Information provided:
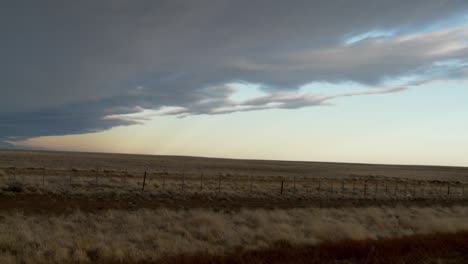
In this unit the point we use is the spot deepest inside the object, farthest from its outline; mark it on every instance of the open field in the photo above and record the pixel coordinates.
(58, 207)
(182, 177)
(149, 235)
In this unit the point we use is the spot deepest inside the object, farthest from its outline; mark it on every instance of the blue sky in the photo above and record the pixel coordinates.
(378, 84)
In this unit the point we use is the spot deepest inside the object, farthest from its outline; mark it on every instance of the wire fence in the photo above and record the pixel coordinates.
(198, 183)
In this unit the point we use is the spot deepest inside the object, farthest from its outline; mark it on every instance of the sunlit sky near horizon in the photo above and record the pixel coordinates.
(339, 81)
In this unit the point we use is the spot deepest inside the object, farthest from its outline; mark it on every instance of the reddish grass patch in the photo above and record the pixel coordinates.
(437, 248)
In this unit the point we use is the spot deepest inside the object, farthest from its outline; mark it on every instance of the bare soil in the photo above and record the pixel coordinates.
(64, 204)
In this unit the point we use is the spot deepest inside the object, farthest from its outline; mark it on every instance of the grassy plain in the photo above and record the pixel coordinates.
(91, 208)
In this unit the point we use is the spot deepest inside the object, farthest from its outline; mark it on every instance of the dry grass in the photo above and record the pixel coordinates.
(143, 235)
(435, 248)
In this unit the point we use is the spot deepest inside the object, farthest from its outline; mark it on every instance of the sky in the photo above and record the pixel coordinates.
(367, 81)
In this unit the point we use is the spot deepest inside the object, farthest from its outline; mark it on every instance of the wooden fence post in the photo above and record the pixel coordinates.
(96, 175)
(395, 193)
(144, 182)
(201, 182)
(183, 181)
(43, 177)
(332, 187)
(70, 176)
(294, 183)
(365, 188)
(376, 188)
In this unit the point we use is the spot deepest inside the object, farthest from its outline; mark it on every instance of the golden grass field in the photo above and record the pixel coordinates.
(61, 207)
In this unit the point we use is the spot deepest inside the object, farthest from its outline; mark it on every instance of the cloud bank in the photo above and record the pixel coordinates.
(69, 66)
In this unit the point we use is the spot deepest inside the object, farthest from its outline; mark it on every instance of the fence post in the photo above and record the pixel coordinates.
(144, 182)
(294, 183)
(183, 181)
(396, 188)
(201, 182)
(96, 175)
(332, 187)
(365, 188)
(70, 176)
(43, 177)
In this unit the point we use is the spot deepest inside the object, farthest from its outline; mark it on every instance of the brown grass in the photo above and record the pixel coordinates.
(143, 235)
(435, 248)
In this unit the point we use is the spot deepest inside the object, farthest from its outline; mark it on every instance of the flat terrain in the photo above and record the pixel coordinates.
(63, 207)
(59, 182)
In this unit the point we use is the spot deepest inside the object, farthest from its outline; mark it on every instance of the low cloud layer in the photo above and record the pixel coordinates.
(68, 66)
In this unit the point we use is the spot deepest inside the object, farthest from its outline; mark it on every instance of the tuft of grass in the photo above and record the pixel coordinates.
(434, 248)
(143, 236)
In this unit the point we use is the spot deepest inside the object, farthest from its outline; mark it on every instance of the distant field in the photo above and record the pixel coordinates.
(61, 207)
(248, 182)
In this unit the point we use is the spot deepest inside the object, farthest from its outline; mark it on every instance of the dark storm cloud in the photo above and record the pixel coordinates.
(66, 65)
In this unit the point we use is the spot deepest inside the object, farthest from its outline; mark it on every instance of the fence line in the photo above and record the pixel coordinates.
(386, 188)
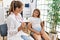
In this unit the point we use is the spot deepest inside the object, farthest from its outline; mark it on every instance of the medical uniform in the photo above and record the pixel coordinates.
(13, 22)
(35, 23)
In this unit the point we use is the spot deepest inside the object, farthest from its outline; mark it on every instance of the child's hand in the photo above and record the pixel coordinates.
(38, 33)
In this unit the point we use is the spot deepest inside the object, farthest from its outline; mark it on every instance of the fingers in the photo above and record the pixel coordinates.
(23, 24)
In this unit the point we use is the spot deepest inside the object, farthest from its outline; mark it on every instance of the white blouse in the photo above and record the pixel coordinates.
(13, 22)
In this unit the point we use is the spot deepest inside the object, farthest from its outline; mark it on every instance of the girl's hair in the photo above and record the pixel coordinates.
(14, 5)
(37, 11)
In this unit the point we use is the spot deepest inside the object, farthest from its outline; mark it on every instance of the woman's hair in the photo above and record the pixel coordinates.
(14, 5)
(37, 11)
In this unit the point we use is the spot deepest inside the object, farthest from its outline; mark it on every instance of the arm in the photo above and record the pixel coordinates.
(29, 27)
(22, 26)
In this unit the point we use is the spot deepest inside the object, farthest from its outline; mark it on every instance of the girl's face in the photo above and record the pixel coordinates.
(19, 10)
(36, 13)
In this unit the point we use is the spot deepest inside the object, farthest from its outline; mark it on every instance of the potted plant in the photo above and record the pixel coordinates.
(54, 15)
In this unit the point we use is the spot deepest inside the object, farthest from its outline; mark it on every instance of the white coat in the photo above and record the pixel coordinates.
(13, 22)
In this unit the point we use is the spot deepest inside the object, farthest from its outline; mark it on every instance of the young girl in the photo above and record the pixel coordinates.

Exercise prompt: Retype all the records shown above, character for character. Omit every picture.

Written response:
In this unit the point we use is the spot deepest inside the object, farthest from its outline; mark it on every instance of the open field in the photo above and record the pixel coordinates.
(58, 207)
(182, 177)
(149, 235)
In this unit the point we use is the spot deepest inside the object, farthest from its outline; mark it on every instance of the blue sky in the photo above and record the pixel coordinates.
(378, 84)
In this unit the point we use is the spot deepest inside the object, farthest from its outline; mark it on every instance of the wire fence in the photo above and record the pixel coordinates.
(198, 183)
In this unit the point we use is the spot deepest inside the object, farthest from its outline; mark it on every instance of the sunlit sky near horizon in the photo above and record the pixel coordinates.
(339, 81)
In this unit the point we use is the spot deepest inside the object, farthest from its outline; mark it on every instance of the reddish grass patch in the photo above and record the pixel coordinates.
(437, 248)
In this unit the point we use is the spot deepest inside the object, farthest from its outline; mark it on every instance of the bare soil in the photo above and record the pixel coordinates.
(64, 204)
In this unit the point we use is the spot deepest inside the object, farthest from its outline; mark it on every instance of the grassy plain in the photo above and record the pixel coordinates.
(91, 208)
In this unit the point we use is the spot deepest inside the object, farthest from its outline; mark it on every instance of the dry grass in the photo above and record the pixel coordinates.
(143, 235)
(435, 248)
In this unit the point we use is the spot deepest inside the object, farthest from its outline; mark it on every instance of the sky in the photo above and record the pixel coordinates.
(367, 81)
In this unit the point we use is the spot deepest inside the object, farthest from its outline; mark it on every instance of the wooden fence post in the photo above and record the pixel coordinates.
(96, 175)
(395, 193)
(144, 182)
(201, 182)
(183, 181)
(43, 177)
(332, 187)
(70, 176)
(294, 183)
(365, 188)
(376, 188)
In this unit the point we use is the spot deepest inside the object, farthest from its outline; mark it on every instance of the golden grass field in the photo above and record the pixel coordinates.
(61, 207)
In this unit the point we use is the spot deepest inside the object, farthest from its outline; mark it on every instance of the cloud bank in the photo above and record the pixel coordinates.
(69, 66)
In this unit the point we use is the spot deepest inside the object, farthest from its outline; mark it on every instance of the fence post in the photo above and record the pixel coordinates.
(144, 182)
(294, 183)
(183, 181)
(396, 188)
(201, 182)
(96, 175)
(332, 187)
(365, 188)
(70, 176)
(43, 177)
In this unit the point we use is the spot deepest inside the object, farthest from its outline; mark it on every instance of the brown grass in the photo above and record the pixel coordinates.
(143, 235)
(435, 248)
In this unit the point we use is the spot deepest inside the object, farthest from its outline; mark it on every instance of the flat terrain in the photo above and record the pixel coordinates.
(63, 207)
(59, 182)
In this unit the point we use is the spot deepest inside the object, farthest from its outline; mark it on every instance of the low cloud layer in the photo above and record the pixel coordinates.
(68, 66)
In this unit the point we use is the spot deepest inside the object, farthest from its outline; mark it on every instance of the tuft of grass in the photo above and record the pixel coordinates.
(434, 248)
(143, 236)
In this unit the point we use is the spot deepest inside the object, farthest from its outline; mark it on every instance of the distant field in the photo above and record the pixel coordinates.
(61, 207)
(248, 182)
In this unit the point we use is the spot deepest inside the object, farthest from its outline; mark it on every instance of the dark storm cloud in the photo above and record the pixel coordinates.
(66, 65)
In this unit the point we use is the spot deepest inside the object, farthest from its outline; mark it on every instance of the fence line in the photo above and record the pixel coordinates.
(386, 188)
In this unit the point we use is the spot deepest inside the object, farthest from its outline; mark it on every instance of the medical uniform in the photo above and record the pixel coordinates.
(13, 22)
(35, 23)
In this unit the point we use is the spot deepest inside the object, farthest from its outline; mark it on every instance of the child's hand in the photo above and record the pixel coordinates.
(38, 33)
In this unit the point we use is the spot deepest inside the object, farthest from its outline; mark it on every instance of the fingers in the photo above and record the pixel coordinates.
(23, 24)
In this unit the point we use is the spot deepest inside the object, farthest from its outline; mark it on every instance of the white blouse in the photo above and record the pixel coordinates.
(13, 22)
In this unit the point we use is the spot deepest inside the object, farthest from its outline; mark it on every instance of the girl's hair in the photo above and record the pixel coordinates.
(14, 5)
(37, 11)
In this unit the point we use is the spot deepest inside the object, farthest from its outline; mark it on every instance of the woman's hair in the photo above and record the pixel coordinates.
(14, 5)
(37, 11)
In this unit the point we use is the spot deepest inside the object, farthest from its outline; mark it on every instance of the arm in the photo above and record the pixel coordinates.
(29, 27)
(22, 26)
In this unit the point we use is the spot deepest inside the object, farthest from its outline; mark it on every instance of the girl's face in the photo above and record the pixel coordinates.
(19, 10)
(36, 13)
In this unit the point we use is the spot deepest inside the object, farthest from its outline; mark it on every instance of the potted plant in the photo above and record the pixel coordinates.
(54, 15)
In this unit the point we use is the spot deepest inside the object, farthest from its outline; mark it on every instance of the white coat in the photo above and record the pixel coordinates.
(13, 22)
In this unit the point we use is the spot deepest inside the object, farthest from its outline; mark it on every instance of the young girl in the photo above and record the pixel coordinates.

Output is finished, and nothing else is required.